* Exercises:
1) Answer these questions about the Moodrise article:
(a) How many chapters per category are currently available on the app?
(b) How much per month will paying subscribers pay for more content in the future?
(c) Which artists are named as inspiring the app's calming, luminous aesthetics?
2) Resume the Moodrise article after its final sentence and write the next few paragraphs.
[Excerpted text]
Courtesy of Moodrise.
Each piece of content the app presents—be it a mesmerizing animation of bouncing colored balls, ambient music, the sound of a rushing river, a video of a pug getting a belly rub, or original music by singer-songwriter Devendra Banhart—is carefully selected by Moodrise’s curators and always tied to scientific research. (The ample number of cute animal videos, for example, are backed by a November 2015 study that found they “can improve mood and increase productivity.”)
At the end of each chapter, an animation appears prompting you to rate your mood—data that is collected for the user to help track personal progress over time. Though there are currently 10 chapters per category available on the app, there will be more content accessible to paying subscribers in the future, for $6.99 per month.
Currently, much of what you’ll see on the app comes from creators on Instagram (who are credited for their work), as well as YouTube, Creative Commons, Giphy, and other media repositories. But through the design and interface, you can see that art is built into Moodrise’s DNA. The calming, luminous aesthetics are inspired by historic and contemporary artists, including pioneers of light and color like Turrell, Josef Albers, and Doug Wheeler. Moskowitz notes that in the future, there may be opportunities to work directly with visual artists to create original visual content for Moodrise—which they’re already doing with audio content.
[/Excerpted text]
[Source information]
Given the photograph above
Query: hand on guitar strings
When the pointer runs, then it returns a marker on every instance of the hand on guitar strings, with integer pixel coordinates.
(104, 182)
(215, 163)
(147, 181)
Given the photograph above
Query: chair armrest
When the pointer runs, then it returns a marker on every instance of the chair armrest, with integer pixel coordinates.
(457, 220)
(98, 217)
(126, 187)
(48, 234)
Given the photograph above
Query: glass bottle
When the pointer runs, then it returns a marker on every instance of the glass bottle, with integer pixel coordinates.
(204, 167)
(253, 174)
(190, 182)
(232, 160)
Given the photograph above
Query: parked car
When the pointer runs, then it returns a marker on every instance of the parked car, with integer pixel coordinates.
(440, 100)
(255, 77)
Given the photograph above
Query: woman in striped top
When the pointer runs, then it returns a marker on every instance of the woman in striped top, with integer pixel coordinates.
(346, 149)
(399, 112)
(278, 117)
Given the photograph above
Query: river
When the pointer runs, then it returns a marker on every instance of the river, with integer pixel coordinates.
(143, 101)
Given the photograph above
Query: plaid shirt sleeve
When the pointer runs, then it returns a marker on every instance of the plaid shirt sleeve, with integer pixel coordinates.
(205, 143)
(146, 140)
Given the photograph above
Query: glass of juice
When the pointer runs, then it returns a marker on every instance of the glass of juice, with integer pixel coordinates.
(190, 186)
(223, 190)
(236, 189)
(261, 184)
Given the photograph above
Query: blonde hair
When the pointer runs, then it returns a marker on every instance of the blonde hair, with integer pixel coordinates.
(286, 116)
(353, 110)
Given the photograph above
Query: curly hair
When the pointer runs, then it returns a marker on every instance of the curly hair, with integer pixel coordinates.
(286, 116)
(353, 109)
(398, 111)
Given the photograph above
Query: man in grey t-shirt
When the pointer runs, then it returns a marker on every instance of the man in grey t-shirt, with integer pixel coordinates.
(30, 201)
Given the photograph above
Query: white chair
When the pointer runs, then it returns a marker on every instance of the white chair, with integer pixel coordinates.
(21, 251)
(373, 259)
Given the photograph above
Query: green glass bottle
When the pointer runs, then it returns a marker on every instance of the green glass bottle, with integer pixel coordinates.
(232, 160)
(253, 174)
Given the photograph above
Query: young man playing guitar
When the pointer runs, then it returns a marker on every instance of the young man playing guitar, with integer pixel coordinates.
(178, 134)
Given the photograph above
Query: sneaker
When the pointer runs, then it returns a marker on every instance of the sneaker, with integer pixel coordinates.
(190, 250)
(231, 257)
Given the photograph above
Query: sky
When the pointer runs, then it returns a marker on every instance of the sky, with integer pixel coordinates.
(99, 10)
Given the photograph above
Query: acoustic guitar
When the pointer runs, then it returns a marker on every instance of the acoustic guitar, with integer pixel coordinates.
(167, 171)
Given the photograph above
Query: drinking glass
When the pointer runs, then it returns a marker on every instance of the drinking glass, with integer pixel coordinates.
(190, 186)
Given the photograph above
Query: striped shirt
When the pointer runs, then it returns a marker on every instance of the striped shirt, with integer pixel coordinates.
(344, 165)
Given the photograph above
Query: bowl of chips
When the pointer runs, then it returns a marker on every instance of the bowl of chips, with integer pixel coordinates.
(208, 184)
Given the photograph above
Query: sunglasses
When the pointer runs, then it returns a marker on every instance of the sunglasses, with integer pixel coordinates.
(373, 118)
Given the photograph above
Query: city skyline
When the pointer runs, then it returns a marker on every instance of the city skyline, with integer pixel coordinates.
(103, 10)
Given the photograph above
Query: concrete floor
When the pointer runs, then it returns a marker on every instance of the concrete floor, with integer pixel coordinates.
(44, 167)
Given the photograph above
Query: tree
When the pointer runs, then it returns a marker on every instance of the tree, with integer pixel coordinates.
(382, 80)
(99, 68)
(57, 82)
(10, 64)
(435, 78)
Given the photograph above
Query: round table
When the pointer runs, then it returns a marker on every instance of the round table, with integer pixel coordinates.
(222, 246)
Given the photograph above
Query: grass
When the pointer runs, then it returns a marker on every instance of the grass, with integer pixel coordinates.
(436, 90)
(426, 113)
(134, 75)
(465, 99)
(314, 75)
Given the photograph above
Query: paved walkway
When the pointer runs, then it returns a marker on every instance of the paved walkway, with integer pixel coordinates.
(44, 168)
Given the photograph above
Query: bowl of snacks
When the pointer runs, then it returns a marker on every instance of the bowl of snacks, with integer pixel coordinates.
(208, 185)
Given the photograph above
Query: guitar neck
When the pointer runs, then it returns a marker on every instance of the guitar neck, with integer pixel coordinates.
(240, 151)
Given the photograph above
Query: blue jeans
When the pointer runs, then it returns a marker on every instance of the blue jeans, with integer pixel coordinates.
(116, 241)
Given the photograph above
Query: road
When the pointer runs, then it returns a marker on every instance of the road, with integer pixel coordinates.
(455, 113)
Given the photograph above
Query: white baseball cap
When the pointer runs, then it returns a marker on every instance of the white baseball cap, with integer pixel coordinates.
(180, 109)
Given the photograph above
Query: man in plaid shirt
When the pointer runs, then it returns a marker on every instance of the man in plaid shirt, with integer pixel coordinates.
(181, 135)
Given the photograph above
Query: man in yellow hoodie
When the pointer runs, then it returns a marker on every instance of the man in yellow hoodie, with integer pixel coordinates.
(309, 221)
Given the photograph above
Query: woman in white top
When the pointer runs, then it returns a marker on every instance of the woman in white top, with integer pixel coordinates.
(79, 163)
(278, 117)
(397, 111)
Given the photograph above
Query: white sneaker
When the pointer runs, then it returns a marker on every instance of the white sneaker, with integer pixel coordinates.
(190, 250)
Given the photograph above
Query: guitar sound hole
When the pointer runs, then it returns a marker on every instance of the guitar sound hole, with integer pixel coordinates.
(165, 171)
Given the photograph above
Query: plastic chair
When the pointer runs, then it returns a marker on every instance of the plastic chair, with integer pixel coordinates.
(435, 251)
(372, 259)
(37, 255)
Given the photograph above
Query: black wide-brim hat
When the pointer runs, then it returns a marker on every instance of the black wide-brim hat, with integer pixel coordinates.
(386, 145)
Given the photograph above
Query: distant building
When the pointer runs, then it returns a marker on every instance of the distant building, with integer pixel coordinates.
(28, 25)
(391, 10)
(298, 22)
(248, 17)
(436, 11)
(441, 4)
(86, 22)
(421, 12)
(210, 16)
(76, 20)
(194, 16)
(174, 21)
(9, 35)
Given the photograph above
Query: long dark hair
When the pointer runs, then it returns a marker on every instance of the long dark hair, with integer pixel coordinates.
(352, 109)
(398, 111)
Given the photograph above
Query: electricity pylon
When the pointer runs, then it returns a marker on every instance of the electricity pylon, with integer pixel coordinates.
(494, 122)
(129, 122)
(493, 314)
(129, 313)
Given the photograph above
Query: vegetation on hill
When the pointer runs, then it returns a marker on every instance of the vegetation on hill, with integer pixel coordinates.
[/Source information]
* Task responses:
1)
(a) 10 chapters per category.
(b) $6.99 per month.
(c) Turrell, Josef Albers, and Doug Wheeler.

2)
On Google Home and Amazon Alexa, users can listen to quick podcasts that include a score by Banhart and voiceovers from actor Kristin Scott Thomas (the company is in talks with other musicians and artists to produce more original content). Moskowitz calls them “pill casts”—“segments of 90 seconds or less that can trigger specific chemicals in your brain to feel better.”
Screenshots from the Moodrise app.
Moodrise also has plans for a content labeling system—like the nutritional labels on your food—that they will license to other platforms to tell us, for example, if a TV show or a YouTube video will trigger GABA; you can imagine it as a small purple triangle or a yellow square appearing in the corner of your screen or browser, helping you determine which media or even art to seek out in order to feel calm or less lonely.
“If you view trees, brooks, other elements of the natural world, that typically triggers the release of GABA, so you could imagine looking at photos by Ansel Adams,” Moskowitz explained. He also pointed to seascapes by Hiroshi Sugimoto and the landscapes of Andreas Gursky. Meanwhile, if you’re looking at nudes by Richard Avedon, he noted, those might trigger oxytocin.
“It’s another way of thinking about the kind of positive dividends that exposure to art can impart,” Moskowitz said. “It’s also another way of making more informed decisions about the content that you’re watching on your phone, on the internet, or on television.”
He’s careful to emphasize that Moodrise is not the solution to mental health crises, but rather a new resource. The company is already selling enterprise subscriptions to businesses, which will offer their employees access to the app as part of their health benefits, similar to the way some companies subsidize the cost of gym memberships.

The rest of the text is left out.